ABOUT THIS TASK => All lines from the one containing "Tag boathouse. Format" to the end of the entries below must be output exactly, and no other lines.

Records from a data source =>
+===+
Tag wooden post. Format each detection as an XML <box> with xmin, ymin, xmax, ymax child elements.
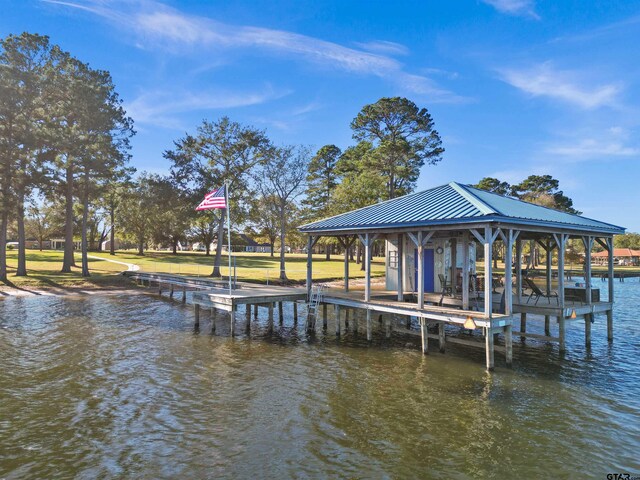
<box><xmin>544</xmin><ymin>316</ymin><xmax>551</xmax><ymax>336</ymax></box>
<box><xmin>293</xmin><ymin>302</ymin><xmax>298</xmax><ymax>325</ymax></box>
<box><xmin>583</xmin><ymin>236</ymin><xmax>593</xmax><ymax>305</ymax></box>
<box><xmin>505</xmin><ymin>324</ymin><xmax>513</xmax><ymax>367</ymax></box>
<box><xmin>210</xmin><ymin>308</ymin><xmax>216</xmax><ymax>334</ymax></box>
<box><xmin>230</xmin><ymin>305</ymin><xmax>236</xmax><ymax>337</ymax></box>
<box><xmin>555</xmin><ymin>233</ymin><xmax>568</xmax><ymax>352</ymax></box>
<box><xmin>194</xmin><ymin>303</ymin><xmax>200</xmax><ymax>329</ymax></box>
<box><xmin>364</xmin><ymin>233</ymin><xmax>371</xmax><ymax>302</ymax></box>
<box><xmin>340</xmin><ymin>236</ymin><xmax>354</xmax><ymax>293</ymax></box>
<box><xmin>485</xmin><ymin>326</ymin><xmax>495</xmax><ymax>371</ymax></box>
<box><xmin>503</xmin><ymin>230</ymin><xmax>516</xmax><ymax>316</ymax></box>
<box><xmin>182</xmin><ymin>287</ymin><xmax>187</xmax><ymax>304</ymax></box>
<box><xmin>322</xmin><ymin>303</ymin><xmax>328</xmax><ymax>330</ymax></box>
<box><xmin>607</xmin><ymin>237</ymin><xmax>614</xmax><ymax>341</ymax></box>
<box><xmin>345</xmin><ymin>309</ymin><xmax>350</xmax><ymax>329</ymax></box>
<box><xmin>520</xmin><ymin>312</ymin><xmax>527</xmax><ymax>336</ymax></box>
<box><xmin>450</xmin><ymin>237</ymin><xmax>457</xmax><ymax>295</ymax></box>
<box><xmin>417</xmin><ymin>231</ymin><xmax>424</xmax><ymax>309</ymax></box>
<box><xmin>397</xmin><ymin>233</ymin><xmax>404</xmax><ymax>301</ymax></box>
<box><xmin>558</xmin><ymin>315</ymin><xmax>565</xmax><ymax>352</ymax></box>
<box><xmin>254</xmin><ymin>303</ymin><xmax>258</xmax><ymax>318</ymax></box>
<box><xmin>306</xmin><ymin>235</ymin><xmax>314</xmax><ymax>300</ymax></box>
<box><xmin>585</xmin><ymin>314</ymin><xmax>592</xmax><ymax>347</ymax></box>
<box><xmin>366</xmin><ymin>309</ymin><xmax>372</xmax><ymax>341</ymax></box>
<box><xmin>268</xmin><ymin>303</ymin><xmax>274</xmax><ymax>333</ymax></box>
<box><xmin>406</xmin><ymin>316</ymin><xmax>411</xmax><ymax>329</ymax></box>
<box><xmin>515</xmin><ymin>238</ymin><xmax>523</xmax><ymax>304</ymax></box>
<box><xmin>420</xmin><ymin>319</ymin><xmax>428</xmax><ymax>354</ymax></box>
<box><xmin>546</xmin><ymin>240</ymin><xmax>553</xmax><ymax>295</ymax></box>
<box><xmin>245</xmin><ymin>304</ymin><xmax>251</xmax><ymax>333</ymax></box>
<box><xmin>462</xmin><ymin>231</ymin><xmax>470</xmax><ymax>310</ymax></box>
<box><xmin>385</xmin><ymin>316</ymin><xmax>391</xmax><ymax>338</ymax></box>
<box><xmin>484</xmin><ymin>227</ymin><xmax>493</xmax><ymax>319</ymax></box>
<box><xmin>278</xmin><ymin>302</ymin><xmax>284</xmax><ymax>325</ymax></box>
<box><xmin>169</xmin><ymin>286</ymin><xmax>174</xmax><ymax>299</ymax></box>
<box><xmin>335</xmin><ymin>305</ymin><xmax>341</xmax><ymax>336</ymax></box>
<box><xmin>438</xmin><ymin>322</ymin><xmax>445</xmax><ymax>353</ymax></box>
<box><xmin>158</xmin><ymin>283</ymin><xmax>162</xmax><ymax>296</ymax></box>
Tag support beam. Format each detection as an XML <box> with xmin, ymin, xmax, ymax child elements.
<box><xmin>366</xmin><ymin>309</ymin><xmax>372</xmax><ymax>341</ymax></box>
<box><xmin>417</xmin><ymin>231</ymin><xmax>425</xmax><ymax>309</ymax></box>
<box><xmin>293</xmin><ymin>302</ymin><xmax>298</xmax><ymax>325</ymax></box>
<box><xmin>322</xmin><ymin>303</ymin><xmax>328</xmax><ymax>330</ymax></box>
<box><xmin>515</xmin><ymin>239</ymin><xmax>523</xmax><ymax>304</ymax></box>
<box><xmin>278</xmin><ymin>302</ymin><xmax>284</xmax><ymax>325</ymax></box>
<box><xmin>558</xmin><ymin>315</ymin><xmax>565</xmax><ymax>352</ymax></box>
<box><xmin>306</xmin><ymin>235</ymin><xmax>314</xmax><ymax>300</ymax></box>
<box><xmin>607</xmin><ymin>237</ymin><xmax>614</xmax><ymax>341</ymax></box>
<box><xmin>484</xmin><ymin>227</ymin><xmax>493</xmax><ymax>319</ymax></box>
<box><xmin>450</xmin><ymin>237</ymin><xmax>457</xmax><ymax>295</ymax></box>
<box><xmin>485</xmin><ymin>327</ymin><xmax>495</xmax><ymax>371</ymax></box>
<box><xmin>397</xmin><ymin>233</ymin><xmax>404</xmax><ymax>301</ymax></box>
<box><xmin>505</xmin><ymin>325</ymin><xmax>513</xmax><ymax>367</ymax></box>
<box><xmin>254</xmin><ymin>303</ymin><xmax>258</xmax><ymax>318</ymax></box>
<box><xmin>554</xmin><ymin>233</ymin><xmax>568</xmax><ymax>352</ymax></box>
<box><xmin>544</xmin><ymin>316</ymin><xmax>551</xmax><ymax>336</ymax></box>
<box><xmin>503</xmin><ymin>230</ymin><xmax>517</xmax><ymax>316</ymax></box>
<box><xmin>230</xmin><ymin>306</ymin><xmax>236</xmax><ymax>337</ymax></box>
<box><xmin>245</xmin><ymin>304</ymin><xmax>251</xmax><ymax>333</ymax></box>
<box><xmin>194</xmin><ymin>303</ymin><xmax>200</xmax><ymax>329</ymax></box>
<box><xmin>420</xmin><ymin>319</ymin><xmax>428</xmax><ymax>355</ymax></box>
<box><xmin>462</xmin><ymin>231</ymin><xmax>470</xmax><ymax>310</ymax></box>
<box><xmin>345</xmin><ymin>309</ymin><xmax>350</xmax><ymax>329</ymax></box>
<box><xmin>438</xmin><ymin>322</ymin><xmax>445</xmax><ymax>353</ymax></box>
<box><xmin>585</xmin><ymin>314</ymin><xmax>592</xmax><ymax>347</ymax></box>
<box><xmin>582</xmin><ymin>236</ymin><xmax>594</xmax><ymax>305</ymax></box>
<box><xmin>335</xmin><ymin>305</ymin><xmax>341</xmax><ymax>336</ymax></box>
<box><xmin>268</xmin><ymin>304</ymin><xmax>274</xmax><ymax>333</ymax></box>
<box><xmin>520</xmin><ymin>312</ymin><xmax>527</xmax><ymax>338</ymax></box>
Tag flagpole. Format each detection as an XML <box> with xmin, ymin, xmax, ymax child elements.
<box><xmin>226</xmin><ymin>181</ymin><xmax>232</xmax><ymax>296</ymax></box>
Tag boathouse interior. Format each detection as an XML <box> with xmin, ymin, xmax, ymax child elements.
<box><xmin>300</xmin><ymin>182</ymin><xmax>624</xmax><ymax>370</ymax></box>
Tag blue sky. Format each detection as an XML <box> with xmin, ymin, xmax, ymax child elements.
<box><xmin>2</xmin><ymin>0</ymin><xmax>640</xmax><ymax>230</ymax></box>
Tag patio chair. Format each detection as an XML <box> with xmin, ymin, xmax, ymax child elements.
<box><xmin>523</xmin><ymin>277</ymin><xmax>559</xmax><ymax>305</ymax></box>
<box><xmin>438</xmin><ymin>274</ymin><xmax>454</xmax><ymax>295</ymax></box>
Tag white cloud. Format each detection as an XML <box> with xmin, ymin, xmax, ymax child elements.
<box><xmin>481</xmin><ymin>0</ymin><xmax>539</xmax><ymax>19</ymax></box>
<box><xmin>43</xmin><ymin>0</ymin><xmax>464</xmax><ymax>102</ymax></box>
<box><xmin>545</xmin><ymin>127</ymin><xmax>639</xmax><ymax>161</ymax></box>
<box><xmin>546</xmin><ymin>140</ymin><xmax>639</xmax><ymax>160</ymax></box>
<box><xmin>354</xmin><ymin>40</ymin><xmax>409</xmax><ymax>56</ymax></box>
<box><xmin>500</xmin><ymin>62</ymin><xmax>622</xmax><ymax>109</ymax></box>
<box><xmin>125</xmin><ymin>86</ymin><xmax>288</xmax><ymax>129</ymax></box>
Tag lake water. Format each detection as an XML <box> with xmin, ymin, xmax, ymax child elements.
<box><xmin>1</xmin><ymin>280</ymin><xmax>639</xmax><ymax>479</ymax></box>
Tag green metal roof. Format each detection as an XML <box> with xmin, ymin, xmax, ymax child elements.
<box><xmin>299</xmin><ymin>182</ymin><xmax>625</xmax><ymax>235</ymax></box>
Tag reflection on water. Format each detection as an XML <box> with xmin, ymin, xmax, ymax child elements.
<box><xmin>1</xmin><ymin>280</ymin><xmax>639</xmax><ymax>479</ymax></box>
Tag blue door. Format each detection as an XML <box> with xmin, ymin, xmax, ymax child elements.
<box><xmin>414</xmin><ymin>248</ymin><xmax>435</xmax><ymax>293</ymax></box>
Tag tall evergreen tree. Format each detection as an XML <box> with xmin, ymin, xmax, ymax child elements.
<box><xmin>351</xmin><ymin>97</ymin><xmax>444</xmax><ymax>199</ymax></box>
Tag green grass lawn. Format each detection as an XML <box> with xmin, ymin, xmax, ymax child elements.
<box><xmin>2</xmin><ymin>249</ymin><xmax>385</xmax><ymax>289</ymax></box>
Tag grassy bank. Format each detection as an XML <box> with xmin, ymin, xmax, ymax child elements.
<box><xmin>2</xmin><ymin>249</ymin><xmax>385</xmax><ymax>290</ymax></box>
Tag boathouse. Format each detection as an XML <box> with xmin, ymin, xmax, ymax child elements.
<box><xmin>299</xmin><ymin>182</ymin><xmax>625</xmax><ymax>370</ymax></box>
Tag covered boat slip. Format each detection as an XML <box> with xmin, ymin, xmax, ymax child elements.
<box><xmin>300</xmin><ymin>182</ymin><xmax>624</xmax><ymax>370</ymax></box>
+===+
TASK RESPONSE =>
Tag boathouse. Format each detection as an XML <box> with xmin, ymin, xmax, ymax child elements.
<box><xmin>299</xmin><ymin>182</ymin><xmax>625</xmax><ymax>370</ymax></box>
Tag covered boat slip. Format each detection as an XML <box> with xmin, ymin, xmax, ymax child elements.
<box><xmin>300</xmin><ymin>182</ymin><xmax>624</xmax><ymax>370</ymax></box>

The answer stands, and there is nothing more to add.